▶ [Exercise]:
Quote the material below from the line containing "Tag the potted" to the line containing "[[208, 173]]", both lines included, keeping every character unchanged.

___

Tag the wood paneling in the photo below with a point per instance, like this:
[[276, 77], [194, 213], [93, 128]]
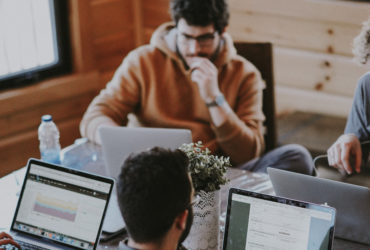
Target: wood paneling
[[312, 42], [305, 34], [329, 73]]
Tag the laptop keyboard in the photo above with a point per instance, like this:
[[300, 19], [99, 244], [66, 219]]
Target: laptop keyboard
[[24, 246]]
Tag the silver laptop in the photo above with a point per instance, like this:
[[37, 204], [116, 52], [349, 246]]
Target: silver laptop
[[119, 142], [352, 202], [60, 208], [260, 221]]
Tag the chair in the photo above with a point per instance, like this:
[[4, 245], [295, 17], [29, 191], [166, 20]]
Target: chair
[[322, 161], [260, 54]]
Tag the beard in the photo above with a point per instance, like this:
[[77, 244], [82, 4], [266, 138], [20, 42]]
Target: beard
[[189, 223]]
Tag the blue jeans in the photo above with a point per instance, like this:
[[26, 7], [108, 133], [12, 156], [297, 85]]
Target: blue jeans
[[292, 157]]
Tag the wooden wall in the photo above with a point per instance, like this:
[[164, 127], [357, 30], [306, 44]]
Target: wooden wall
[[313, 67], [312, 41]]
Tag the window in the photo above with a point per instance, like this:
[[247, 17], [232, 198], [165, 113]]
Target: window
[[34, 42]]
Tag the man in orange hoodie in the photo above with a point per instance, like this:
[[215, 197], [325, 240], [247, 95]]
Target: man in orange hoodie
[[190, 76]]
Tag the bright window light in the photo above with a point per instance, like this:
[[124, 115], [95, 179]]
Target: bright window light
[[28, 36]]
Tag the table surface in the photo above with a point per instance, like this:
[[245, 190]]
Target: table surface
[[86, 156]]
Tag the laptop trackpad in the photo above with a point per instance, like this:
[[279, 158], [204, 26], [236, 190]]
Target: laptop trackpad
[[113, 219]]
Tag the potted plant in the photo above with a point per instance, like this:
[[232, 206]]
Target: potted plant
[[208, 173]]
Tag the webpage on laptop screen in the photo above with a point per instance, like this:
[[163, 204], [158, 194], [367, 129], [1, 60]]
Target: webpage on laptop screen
[[262, 224], [62, 206]]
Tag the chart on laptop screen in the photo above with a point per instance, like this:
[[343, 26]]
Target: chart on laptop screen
[[263, 224], [62, 204]]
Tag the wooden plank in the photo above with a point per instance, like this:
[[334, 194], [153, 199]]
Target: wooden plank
[[114, 44], [155, 13], [15, 151], [343, 12], [111, 62], [17, 100], [111, 17], [306, 70], [291, 99], [306, 34], [138, 21], [81, 34], [14, 123]]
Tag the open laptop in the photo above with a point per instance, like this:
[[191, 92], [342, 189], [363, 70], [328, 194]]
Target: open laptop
[[119, 142], [352, 202], [60, 208], [260, 221]]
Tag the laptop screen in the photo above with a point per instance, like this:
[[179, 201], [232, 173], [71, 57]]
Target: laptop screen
[[62, 205], [258, 221]]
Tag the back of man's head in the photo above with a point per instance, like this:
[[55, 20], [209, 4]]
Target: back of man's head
[[201, 12], [153, 189]]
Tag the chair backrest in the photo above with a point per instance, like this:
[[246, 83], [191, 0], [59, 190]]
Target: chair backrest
[[260, 54]]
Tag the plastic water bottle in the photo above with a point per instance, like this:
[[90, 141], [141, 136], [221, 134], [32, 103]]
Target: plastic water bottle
[[49, 140]]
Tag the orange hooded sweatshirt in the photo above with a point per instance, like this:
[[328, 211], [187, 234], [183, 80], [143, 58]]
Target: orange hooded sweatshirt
[[153, 84]]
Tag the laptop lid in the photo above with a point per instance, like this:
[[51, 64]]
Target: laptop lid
[[61, 205], [119, 142], [352, 202], [260, 221]]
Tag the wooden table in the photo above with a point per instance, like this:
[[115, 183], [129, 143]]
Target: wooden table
[[86, 156]]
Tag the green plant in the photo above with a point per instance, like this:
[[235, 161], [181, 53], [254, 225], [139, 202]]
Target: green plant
[[207, 170]]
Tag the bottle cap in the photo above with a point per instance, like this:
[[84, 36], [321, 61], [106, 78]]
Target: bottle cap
[[46, 118]]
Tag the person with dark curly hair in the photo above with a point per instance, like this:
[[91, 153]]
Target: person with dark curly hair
[[346, 153], [190, 76], [155, 193]]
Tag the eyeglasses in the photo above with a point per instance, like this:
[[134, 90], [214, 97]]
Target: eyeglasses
[[203, 40]]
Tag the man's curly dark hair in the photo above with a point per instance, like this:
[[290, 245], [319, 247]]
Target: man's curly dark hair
[[153, 189], [201, 12]]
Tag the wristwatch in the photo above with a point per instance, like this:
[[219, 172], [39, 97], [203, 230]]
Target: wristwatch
[[218, 101]]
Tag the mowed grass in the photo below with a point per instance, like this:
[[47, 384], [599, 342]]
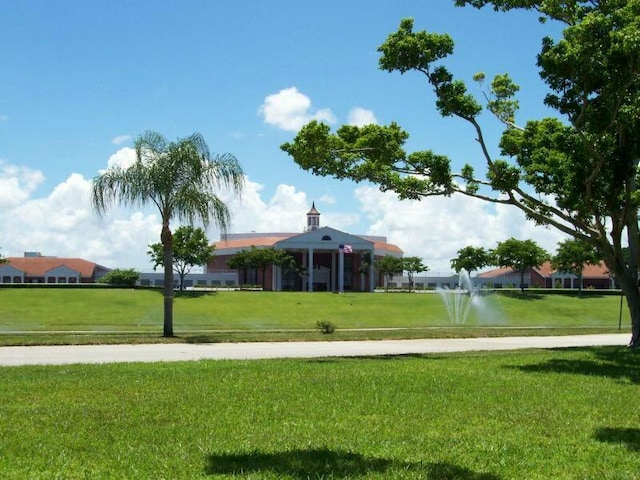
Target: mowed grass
[[64, 309], [560, 414]]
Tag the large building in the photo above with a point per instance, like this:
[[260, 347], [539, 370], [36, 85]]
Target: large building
[[331, 260], [36, 268]]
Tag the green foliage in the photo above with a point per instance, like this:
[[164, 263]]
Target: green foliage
[[519, 255], [572, 256], [413, 265], [190, 248], [180, 178], [259, 259], [325, 327], [388, 266], [125, 277], [471, 259], [577, 171]]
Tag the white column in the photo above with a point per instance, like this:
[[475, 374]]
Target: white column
[[340, 271], [334, 272], [310, 269], [372, 272]]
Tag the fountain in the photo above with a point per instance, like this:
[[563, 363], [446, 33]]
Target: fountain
[[459, 301]]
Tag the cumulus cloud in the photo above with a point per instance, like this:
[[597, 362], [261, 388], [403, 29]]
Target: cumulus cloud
[[290, 109], [124, 158], [435, 228], [17, 183], [360, 117], [64, 224], [120, 139]]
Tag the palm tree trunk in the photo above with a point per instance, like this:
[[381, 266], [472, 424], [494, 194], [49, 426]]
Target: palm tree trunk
[[167, 261]]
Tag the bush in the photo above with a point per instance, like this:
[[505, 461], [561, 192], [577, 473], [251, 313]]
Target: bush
[[325, 326], [125, 277]]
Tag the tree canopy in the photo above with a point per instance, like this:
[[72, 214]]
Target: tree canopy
[[571, 257], [190, 248], [520, 255], [576, 172], [470, 259], [181, 179], [413, 265]]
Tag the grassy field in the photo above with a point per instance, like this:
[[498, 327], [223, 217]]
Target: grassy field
[[564, 414], [67, 315]]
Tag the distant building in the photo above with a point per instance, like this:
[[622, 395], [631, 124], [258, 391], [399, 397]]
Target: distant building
[[35, 268], [331, 260], [593, 276]]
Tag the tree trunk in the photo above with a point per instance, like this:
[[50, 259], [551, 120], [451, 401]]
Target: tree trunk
[[167, 260], [632, 295]]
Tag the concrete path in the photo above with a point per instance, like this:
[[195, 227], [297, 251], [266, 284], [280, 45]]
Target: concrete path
[[64, 355]]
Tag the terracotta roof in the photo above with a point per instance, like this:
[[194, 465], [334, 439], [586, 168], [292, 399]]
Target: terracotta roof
[[269, 241], [387, 247], [39, 266], [240, 243], [592, 271]]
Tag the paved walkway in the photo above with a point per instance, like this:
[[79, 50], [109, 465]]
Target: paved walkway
[[64, 355]]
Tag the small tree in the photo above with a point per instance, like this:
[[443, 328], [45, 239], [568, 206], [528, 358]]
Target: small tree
[[520, 255], [127, 277], [190, 247], [471, 259], [571, 257], [388, 266], [413, 265]]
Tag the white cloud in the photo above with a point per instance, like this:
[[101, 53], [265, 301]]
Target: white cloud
[[125, 157], [290, 110], [360, 117], [63, 223], [16, 184], [120, 139], [435, 228]]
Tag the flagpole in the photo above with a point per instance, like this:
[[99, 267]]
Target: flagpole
[[340, 269]]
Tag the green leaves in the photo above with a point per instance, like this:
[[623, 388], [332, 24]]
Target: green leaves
[[406, 50]]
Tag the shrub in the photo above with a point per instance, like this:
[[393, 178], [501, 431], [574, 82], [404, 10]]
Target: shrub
[[325, 326], [125, 277]]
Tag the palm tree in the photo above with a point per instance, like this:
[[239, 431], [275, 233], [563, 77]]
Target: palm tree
[[180, 178]]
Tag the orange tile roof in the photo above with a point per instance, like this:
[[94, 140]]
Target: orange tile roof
[[269, 241], [546, 270], [39, 266], [248, 242]]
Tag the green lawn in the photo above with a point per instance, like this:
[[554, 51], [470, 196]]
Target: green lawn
[[563, 414], [35, 315]]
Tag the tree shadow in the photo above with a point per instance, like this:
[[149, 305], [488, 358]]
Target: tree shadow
[[627, 436], [518, 295], [194, 293], [609, 362], [323, 462]]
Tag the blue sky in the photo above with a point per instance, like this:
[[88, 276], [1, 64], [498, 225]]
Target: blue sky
[[79, 80]]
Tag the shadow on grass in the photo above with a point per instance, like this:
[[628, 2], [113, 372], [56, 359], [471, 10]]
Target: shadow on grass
[[627, 436], [518, 295], [194, 293], [609, 362], [321, 463]]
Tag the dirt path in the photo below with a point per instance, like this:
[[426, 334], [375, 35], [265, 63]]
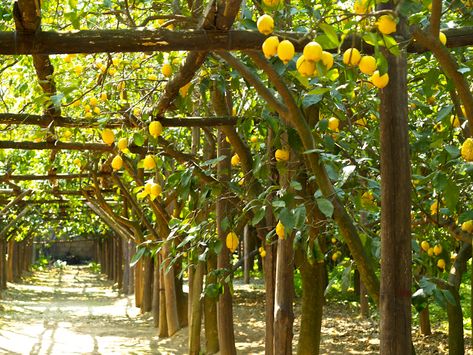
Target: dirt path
[[74, 311]]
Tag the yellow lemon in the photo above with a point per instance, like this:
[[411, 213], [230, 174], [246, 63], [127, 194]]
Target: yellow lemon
[[155, 128], [281, 155], [333, 124], [380, 81], [78, 69], [286, 51], [351, 57], [67, 134], [441, 264], [361, 7], [265, 24], [425, 245], [117, 163], [155, 190], [386, 24], [235, 160], [443, 38], [367, 65], [272, 3], [434, 207], [185, 89], [137, 111], [305, 67], [270, 46], [327, 59], [148, 186], [467, 226], [166, 70], [467, 149], [455, 121], [232, 241], [149, 163], [313, 51], [122, 144], [280, 232], [68, 58], [108, 136]]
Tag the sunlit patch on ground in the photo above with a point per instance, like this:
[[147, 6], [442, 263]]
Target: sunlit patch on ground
[[74, 311]]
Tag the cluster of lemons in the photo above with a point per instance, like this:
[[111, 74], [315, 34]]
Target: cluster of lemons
[[155, 129], [306, 63], [436, 250]]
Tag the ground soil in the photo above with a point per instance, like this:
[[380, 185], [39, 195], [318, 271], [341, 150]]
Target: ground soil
[[76, 311]]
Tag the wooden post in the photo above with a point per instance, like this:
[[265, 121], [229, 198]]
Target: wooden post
[[210, 309], [396, 265], [246, 251], [196, 315], [156, 286]]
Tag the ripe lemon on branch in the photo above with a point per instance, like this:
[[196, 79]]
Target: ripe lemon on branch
[[265, 24], [117, 163], [386, 24], [286, 51], [280, 231], [232, 241], [281, 155], [155, 128], [367, 65], [270, 46], [351, 56], [313, 51], [378, 80], [467, 149], [149, 163], [108, 136]]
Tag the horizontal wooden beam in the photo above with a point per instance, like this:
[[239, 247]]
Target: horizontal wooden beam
[[46, 121], [49, 177], [109, 41]]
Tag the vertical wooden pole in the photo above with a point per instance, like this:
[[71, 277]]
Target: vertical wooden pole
[[246, 251], [210, 309], [396, 264], [156, 286]]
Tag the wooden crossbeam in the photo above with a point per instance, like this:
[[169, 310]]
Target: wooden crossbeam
[[109, 41], [47, 121], [49, 177]]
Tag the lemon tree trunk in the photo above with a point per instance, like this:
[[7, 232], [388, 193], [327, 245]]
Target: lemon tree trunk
[[224, 308], [396, 264]]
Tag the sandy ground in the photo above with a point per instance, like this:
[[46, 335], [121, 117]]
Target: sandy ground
[[74, 311]]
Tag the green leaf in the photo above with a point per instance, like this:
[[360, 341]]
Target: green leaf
[[453, 151], [452, 193], [299, 217], [325, 206], [331, 33], [391, 45], [139, 253], [138, 139], [287, 218]]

___

▶ [Correct response]:
Tag the potted plant in the photo above with a point per instance, like this:
[[232, 206]]
Target: potted plant
[[208, 173]]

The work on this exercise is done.